Directions: The line containing "Q: Locate the stone farm" and every line after it, through the last, are to be extracted exactly; no other lines belong in the answer.

Listed entries:

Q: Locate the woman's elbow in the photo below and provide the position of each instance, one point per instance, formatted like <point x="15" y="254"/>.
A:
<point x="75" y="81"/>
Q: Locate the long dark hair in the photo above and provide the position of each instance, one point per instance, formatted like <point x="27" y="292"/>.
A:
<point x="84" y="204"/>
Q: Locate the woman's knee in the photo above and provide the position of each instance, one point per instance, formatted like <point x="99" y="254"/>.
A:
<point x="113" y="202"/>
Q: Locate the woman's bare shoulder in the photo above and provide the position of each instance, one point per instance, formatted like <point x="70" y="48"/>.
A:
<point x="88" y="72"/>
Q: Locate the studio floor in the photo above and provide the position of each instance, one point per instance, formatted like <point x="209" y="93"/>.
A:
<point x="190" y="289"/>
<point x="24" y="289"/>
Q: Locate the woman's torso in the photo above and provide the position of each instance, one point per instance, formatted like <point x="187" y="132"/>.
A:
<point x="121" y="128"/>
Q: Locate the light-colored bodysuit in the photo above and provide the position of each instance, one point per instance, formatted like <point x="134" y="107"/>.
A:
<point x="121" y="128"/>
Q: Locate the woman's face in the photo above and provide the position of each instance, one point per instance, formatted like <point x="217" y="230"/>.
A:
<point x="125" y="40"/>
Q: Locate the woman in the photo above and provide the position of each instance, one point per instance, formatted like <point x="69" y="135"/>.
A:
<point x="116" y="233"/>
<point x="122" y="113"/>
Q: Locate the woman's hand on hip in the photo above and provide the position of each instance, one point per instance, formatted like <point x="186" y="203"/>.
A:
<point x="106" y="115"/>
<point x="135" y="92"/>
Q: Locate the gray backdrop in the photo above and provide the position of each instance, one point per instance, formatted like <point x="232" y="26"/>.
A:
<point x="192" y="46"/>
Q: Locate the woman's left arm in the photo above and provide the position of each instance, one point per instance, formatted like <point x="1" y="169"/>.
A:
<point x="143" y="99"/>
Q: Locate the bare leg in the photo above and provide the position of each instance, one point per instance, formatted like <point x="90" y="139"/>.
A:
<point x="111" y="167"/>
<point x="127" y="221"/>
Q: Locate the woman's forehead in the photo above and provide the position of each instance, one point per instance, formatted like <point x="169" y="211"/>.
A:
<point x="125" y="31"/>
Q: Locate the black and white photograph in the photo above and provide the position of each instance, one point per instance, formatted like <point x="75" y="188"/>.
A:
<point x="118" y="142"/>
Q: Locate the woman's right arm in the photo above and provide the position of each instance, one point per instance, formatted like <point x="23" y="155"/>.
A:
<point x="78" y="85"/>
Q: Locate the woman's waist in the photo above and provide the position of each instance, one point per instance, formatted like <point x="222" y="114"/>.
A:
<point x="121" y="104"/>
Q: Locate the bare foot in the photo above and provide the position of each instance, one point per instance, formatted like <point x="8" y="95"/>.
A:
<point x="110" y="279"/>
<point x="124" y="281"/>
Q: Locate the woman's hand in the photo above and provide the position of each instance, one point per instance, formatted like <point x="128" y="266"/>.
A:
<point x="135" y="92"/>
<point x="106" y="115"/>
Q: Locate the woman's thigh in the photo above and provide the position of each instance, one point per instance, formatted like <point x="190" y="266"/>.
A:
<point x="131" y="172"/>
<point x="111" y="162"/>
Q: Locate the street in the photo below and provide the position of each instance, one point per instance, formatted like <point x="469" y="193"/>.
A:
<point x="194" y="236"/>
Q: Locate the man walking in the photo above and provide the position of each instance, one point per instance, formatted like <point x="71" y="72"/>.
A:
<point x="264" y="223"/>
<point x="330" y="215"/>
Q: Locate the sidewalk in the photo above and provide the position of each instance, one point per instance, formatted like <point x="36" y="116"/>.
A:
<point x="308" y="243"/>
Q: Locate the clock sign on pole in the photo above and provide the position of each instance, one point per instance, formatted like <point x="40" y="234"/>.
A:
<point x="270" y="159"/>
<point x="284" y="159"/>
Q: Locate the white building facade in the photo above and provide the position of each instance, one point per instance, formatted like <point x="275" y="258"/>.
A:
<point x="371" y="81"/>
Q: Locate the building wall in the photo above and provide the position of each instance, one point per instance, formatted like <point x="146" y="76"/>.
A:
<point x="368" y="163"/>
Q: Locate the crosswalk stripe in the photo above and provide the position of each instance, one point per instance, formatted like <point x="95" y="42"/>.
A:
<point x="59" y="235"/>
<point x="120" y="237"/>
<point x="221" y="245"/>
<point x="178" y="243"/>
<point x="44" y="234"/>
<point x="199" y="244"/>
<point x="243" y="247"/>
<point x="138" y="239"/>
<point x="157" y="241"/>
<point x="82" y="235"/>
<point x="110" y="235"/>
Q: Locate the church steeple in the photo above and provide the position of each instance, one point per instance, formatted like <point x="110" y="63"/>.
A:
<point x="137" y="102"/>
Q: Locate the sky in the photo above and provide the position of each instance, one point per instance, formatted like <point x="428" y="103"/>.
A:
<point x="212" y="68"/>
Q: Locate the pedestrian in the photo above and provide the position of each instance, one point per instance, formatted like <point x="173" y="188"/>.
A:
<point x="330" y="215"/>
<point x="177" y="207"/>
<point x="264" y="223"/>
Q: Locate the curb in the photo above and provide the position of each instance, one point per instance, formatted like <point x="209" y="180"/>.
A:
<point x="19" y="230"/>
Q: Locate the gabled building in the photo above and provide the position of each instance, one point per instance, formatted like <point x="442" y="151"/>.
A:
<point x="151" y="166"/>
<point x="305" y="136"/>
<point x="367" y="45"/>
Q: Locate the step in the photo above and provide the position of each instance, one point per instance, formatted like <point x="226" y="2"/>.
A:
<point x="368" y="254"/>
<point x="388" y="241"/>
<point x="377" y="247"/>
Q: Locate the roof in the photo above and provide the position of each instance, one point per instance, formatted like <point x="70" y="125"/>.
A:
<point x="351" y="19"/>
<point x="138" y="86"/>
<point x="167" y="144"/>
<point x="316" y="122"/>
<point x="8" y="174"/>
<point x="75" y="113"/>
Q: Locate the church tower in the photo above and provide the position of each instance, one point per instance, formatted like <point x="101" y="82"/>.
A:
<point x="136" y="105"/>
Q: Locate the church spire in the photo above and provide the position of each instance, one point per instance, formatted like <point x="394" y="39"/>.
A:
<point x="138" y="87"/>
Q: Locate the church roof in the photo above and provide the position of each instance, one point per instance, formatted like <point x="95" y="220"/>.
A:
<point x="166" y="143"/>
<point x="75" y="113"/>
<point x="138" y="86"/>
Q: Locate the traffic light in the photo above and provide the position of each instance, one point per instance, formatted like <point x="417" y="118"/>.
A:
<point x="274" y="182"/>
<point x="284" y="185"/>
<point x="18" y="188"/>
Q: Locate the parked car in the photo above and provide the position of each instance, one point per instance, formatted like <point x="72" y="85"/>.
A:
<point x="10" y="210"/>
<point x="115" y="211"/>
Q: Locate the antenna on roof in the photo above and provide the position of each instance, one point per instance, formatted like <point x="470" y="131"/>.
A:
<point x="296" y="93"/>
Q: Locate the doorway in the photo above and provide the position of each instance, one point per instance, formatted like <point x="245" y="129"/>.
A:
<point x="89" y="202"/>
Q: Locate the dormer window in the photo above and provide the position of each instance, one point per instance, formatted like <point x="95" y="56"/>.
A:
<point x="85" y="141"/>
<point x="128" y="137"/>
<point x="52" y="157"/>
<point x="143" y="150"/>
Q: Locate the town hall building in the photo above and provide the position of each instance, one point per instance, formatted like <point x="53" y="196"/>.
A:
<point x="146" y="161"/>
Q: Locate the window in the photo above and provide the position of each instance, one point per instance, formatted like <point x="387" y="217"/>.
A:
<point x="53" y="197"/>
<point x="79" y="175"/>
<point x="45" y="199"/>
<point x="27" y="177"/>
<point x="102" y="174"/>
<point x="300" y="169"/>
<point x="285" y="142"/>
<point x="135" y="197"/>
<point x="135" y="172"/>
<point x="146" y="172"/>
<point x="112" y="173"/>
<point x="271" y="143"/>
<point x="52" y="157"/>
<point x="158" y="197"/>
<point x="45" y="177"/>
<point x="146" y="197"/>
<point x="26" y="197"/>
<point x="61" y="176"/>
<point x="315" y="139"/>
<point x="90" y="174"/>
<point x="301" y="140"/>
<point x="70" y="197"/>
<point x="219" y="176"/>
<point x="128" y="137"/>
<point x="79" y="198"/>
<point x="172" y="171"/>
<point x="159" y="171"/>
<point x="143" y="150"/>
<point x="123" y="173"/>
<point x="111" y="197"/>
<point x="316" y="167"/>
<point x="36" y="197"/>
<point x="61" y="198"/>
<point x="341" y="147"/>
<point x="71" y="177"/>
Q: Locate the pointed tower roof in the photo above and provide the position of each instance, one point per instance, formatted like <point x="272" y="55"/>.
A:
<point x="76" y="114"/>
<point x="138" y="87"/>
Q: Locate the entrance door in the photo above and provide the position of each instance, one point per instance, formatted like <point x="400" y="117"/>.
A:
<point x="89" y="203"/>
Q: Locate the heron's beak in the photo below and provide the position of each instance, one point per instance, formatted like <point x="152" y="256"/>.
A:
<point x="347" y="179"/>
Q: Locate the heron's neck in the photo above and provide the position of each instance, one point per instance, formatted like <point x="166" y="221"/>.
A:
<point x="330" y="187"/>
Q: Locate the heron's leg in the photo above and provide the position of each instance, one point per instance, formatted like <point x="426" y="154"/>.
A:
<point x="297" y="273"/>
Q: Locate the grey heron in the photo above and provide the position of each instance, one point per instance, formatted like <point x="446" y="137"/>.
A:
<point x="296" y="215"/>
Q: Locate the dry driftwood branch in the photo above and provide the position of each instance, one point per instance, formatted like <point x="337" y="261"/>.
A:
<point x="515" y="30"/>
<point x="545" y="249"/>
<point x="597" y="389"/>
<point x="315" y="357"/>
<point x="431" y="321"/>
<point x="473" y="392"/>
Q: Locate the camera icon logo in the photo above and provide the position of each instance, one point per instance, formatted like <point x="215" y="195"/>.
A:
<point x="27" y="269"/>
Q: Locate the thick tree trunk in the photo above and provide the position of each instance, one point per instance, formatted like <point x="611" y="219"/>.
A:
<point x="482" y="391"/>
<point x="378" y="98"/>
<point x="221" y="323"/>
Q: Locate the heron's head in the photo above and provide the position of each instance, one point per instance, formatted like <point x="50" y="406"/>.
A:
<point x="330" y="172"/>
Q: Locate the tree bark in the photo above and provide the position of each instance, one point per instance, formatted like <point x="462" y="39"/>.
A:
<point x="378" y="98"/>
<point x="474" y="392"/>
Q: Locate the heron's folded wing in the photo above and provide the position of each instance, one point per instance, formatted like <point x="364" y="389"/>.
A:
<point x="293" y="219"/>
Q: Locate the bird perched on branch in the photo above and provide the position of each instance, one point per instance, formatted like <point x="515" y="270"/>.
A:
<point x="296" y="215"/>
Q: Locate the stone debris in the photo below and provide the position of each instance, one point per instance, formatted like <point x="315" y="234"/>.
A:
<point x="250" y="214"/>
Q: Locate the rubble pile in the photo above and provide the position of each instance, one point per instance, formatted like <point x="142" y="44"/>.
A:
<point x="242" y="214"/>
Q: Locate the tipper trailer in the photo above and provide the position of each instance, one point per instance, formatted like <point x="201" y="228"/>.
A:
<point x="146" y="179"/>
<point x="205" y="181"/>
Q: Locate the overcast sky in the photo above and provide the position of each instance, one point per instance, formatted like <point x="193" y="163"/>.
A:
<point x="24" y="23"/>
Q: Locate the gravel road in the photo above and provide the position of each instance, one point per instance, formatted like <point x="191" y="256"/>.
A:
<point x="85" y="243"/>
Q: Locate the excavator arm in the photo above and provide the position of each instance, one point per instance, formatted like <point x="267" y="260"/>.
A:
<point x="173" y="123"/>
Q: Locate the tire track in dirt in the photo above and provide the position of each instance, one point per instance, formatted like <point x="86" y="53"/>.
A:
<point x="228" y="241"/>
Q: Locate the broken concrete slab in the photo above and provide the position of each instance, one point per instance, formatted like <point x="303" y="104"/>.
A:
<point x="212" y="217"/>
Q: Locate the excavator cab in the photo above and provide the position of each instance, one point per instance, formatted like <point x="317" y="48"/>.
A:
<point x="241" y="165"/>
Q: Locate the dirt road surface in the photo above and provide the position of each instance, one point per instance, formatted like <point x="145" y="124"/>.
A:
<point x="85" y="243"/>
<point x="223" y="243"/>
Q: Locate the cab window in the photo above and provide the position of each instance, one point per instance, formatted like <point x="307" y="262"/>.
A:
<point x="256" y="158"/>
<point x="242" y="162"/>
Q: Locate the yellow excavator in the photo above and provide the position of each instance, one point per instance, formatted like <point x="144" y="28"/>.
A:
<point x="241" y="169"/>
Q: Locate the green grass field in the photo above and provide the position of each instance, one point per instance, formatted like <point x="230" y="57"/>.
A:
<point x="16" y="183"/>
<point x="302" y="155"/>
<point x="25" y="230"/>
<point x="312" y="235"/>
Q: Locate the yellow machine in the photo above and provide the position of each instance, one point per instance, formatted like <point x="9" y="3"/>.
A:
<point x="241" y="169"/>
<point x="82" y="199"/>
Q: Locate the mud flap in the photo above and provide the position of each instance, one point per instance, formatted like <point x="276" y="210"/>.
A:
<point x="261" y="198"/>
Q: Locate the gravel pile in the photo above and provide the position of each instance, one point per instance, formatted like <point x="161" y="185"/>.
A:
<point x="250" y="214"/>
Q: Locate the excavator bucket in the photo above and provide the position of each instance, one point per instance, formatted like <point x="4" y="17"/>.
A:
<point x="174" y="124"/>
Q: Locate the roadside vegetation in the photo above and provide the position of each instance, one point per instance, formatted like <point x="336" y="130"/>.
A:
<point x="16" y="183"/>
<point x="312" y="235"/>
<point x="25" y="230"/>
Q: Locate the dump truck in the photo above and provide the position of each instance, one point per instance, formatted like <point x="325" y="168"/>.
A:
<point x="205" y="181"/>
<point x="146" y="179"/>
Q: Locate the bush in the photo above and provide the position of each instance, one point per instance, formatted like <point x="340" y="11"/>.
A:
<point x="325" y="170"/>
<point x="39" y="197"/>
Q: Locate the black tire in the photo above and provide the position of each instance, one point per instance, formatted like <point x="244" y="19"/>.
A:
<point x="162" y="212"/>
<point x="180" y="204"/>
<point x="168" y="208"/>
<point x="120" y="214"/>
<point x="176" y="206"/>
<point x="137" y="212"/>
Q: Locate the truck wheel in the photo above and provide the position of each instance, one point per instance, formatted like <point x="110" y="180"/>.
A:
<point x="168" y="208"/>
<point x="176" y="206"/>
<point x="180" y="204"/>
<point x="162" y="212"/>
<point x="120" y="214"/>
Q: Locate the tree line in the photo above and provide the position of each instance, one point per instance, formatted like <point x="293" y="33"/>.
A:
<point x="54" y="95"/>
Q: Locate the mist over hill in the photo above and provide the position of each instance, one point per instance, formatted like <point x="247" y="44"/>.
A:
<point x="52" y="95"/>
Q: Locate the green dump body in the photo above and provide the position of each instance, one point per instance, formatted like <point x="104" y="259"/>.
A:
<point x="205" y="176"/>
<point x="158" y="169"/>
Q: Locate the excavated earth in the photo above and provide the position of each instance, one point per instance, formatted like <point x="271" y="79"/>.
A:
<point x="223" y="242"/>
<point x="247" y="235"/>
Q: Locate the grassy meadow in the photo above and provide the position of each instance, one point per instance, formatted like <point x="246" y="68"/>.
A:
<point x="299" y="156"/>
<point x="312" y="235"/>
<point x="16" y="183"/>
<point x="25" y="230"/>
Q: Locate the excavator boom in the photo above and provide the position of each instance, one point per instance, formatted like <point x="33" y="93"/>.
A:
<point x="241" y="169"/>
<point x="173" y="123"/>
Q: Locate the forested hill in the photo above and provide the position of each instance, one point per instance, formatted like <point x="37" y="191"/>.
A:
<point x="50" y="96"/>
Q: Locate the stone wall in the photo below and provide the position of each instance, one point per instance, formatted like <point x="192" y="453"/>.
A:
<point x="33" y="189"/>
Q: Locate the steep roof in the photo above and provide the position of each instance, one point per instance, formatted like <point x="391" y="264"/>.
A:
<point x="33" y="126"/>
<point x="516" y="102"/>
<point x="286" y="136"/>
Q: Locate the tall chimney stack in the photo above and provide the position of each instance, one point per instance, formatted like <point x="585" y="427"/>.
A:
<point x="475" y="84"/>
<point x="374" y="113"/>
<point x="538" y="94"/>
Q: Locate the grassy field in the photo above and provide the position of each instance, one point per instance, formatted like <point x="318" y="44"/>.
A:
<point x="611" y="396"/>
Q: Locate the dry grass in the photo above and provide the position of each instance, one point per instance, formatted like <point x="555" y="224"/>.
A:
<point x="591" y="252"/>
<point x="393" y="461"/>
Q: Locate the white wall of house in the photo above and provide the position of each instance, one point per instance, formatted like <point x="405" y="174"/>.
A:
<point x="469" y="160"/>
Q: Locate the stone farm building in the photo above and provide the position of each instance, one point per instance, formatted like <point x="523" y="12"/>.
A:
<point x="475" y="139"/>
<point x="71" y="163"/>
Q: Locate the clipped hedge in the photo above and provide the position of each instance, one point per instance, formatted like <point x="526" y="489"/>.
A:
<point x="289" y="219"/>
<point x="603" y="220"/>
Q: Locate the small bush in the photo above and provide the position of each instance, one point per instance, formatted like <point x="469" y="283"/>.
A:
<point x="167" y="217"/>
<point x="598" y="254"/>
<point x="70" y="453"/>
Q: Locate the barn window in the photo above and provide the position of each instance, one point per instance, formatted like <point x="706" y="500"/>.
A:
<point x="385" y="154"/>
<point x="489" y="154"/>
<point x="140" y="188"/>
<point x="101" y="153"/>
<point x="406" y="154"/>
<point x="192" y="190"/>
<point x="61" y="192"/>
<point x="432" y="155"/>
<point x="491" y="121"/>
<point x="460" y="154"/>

In response:
Q: Locate the stone farm building in the photo above and provide the position of each instance, one point per instance, formatted like <point x="523" y="12"/>.
A:
<point x="475" y="139"/>
<point x="71" y="163"/>
Q: Locate the clipped hedge in the photo above and provide the position of each instance, one point per instance, formatted like <point x="526" y="489"/>.
A:
<point x="289" y="219"/>
<point x="603" y="220"/>
Q: Locate the small bush in the photo above and provide the position of each instance, one point per instance, formatted like <point x="469" y="283"/>.
A:
<point x="167" y="217"/>
<point x="598" y="254"/>
<point x="70" y="453"/>
Q: Locate the barn window in the photo above and provide the position of each instance, one point per instance, formatted like <point x="706" y="500"/>.
A:
<point x="385" y="154"/>
<point x="489" y="154"/>
<point x="140" y="188"/>
<point x="101" y="153"/>
<point x="406" y="154"/>
<point x="192" y="190"/>
<point x="61" y="192"/>
<point x="432" y="155"/>
<point x="491" y="121"/>
<point x="460" y="154"/>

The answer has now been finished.